- [Tasks and exercises]
A - Could you rewrite the rows that open with the line containing "In this exercise you will locate the black" and close with the line containing "point(105, 613)", substituting "plastic" for "rubber" and keeping everything else the same?
B - Can you carry on the recovery shell discussion from its final sentence?

- [Extract provided]

★ ★ ★ ★

You have a recovery shell. That means / is mounted read only, and something dire is wrong. What is the error?

Some handy lines for which you need root or sudo.

mount -o rw,remount /
That one should remount your root drive read only. You may not need this - you certainly don't if / is corrupt.

PATH=/bin:/sbin:/usr/sbin:/usr/bin
export $PATH
to save typing /path/to/every/file.

Whatever disk it is complaining about, (It's usually that) can be checked with the disk checkers in /sbin
ls /sbin/*fsck*

modprobe ehci_hcd
modprobe usb_storage
To talk to the external then
fdisk -l
to see your disks and mount accordingly.

avarus 11-15-2010 11:40 AM

Hi,

I'm sure the pundits here on LQ can do a better recovery job than the computer repair place. AFAIK professional recovery is only useful in the event of hardware failure.

★ ★ ★ ★

- [Information shown]

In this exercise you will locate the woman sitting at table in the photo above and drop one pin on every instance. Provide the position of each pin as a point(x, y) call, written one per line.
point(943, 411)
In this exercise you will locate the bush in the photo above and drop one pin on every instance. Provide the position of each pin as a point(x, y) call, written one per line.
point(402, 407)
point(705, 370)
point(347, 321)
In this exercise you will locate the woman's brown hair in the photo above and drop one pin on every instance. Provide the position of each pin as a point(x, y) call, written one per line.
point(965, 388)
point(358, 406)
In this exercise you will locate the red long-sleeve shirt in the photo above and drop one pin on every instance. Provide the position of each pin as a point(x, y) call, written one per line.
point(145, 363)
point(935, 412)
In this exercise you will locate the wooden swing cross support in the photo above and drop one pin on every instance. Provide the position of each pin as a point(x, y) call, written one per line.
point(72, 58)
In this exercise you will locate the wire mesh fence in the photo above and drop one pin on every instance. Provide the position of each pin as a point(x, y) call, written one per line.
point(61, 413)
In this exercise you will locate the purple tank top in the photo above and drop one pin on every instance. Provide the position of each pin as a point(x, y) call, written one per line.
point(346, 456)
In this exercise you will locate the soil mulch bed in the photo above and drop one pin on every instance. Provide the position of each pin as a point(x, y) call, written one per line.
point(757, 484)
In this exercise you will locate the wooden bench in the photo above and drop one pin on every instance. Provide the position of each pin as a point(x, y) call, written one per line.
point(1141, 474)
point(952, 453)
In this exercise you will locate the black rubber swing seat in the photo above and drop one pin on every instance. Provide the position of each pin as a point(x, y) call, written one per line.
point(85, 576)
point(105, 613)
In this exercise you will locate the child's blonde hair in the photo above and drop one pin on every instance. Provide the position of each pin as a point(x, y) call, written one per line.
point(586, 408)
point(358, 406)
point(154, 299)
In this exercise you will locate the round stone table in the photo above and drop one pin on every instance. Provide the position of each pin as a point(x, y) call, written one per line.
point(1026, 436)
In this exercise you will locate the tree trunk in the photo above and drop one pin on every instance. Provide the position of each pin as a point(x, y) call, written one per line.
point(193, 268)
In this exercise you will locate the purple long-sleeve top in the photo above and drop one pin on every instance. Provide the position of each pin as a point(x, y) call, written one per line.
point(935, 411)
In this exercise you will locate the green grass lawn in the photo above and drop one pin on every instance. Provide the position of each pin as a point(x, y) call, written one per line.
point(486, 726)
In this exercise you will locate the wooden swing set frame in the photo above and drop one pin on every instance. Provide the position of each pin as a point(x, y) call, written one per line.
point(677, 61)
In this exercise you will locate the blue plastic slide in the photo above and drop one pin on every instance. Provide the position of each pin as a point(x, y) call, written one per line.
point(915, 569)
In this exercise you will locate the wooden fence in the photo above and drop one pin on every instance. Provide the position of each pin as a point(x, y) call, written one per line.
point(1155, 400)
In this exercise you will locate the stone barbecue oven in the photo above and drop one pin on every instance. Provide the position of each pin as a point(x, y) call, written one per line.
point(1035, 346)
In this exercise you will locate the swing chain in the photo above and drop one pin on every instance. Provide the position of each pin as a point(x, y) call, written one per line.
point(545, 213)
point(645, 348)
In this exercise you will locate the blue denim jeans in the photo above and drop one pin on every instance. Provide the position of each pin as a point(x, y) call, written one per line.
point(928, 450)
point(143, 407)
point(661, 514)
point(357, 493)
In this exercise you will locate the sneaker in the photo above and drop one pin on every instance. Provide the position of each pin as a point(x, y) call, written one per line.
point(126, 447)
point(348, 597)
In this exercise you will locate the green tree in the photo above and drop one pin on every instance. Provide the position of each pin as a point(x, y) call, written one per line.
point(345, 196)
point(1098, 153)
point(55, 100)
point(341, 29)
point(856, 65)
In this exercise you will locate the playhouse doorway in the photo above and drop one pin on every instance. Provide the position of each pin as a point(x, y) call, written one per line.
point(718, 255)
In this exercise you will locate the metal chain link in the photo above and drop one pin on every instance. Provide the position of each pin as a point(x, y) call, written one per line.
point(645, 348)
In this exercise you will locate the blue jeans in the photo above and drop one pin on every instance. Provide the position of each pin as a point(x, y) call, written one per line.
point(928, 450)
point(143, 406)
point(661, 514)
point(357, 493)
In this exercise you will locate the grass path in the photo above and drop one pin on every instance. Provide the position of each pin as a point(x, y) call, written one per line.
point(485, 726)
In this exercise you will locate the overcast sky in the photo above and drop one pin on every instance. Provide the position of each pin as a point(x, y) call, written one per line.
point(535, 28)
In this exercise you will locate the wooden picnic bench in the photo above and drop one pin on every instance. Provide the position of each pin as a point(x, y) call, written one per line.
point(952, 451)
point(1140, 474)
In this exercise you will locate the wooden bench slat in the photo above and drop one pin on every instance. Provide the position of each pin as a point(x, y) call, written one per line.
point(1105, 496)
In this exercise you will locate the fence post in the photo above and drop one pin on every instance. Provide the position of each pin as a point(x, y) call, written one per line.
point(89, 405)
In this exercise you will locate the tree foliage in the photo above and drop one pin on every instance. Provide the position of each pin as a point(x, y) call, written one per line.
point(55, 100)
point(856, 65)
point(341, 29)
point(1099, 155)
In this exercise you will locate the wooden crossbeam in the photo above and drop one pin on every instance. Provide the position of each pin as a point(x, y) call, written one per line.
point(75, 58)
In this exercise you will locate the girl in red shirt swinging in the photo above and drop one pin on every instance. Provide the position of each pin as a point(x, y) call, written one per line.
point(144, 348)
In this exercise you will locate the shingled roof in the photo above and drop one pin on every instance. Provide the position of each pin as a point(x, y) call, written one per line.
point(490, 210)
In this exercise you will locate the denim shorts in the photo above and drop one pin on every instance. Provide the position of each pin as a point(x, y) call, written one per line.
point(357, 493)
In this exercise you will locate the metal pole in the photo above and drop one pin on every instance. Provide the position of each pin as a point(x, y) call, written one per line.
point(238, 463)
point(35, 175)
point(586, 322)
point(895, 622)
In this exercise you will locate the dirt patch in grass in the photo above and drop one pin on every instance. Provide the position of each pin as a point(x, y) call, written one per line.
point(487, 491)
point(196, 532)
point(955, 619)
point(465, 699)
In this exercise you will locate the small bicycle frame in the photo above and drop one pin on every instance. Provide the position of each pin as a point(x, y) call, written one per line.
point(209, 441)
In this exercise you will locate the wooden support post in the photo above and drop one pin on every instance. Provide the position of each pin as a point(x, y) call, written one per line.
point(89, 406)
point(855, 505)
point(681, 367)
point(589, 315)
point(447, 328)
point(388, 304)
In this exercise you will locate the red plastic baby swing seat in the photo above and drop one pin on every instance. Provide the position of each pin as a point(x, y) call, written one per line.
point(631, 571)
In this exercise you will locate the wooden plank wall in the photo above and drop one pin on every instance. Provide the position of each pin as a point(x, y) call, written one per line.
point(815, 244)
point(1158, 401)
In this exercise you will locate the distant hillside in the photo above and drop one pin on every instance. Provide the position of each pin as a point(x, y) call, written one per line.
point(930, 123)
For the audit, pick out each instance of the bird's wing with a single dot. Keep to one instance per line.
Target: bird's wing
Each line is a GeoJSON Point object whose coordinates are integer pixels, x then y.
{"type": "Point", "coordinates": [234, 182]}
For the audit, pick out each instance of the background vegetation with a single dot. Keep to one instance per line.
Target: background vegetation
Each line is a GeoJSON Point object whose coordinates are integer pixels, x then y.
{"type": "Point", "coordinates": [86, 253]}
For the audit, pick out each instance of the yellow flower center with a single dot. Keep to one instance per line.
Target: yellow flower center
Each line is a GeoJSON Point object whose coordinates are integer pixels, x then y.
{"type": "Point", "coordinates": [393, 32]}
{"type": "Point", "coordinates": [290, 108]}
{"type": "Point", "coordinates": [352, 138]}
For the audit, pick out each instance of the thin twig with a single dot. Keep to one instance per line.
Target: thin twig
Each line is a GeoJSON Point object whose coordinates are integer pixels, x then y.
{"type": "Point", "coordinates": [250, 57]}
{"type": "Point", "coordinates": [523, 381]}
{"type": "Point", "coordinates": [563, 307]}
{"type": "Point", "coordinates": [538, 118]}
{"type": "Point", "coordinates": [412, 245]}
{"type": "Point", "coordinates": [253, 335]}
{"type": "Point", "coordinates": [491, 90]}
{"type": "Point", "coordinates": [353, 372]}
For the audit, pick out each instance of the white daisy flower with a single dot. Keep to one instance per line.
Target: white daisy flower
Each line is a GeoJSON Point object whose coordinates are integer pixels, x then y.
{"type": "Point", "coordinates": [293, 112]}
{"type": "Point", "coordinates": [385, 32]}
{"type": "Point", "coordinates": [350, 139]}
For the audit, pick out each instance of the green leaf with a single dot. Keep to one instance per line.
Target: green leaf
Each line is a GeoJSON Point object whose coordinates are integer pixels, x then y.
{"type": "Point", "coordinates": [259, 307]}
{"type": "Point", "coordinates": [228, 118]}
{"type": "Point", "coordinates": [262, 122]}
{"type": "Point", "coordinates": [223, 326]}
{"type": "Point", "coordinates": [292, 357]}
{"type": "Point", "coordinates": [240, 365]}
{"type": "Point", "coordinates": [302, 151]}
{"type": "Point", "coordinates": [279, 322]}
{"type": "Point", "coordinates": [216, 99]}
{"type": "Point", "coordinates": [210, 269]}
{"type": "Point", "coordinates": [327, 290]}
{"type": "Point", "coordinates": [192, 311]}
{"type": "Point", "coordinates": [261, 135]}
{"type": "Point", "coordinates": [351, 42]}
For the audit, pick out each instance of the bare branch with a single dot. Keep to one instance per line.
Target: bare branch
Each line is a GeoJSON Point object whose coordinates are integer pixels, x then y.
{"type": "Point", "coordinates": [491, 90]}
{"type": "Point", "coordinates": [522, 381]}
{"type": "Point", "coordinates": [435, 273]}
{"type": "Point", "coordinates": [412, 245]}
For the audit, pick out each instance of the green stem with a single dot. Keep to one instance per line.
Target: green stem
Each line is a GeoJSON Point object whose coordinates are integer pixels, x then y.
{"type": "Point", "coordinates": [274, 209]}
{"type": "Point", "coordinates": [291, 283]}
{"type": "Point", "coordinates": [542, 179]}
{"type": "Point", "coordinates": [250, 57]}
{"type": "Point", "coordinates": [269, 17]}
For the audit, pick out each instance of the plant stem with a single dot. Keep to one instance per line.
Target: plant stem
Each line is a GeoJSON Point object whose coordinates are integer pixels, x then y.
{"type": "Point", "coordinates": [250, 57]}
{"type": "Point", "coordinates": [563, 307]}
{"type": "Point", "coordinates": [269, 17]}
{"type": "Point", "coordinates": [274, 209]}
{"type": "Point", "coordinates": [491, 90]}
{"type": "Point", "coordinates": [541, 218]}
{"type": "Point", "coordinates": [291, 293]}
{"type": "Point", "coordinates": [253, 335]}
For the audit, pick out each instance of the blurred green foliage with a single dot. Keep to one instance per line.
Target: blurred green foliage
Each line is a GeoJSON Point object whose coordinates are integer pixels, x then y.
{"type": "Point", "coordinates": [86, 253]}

★ ★ ★ ★

- [Responses to the exercise]
A -
In this exercise you will locate the black plastic swing seat in the photo above and drop one pin on every instance. Provide the position of each pin as a point(x, y) call, written one per line.
point(85, 576)
point(105, 613)

B -
I'm not clear on exactly what you were trying to do partition-wise that broke the laptop, so it would be handy to hear more details on exactly what you did. If you know what the original partitioning scheme was you can often restore it, run fsck, and the data will all still be there. Ubuntu by default just makes one big partition plus swap, or did you make a custom setup, or did it come pre-installed?

That aside, I'd never try to recover data from a hosed system by booting that system. You want to boot a live system from an Ubuntu installation disc and use that. If your netbook won't boot from DVD it should be possible to make a bootable recovery USB stick using the standard USB creator tool on Ubuntu. Then working from the recovery environment you should be able to plug in external drives and have them recognised as normal. You will also be able to read the internal hard disk - depending on how hosed your system is you may see your files right away or you may need to run some recovery tools.

Let me know where you get to with booting the recovery DVD/USB and I'll try and send more specific help.

Cheers,

TIM

dannybpng 11-15-2010 06:48 PM

I'm in the middle of something so I can't give details right now. I wonder if your external drive is formatted NTFS. You may need to load the NTFS module (modprobe) before you can mount it. If plug in the drive and do a fdisk -l command it should show you what type of filing system is on your external drive.

Dan

lunardragon 11-15-2010 09:50 PM

Quote:

Originally Posted by Rimbaum (Post 4159426)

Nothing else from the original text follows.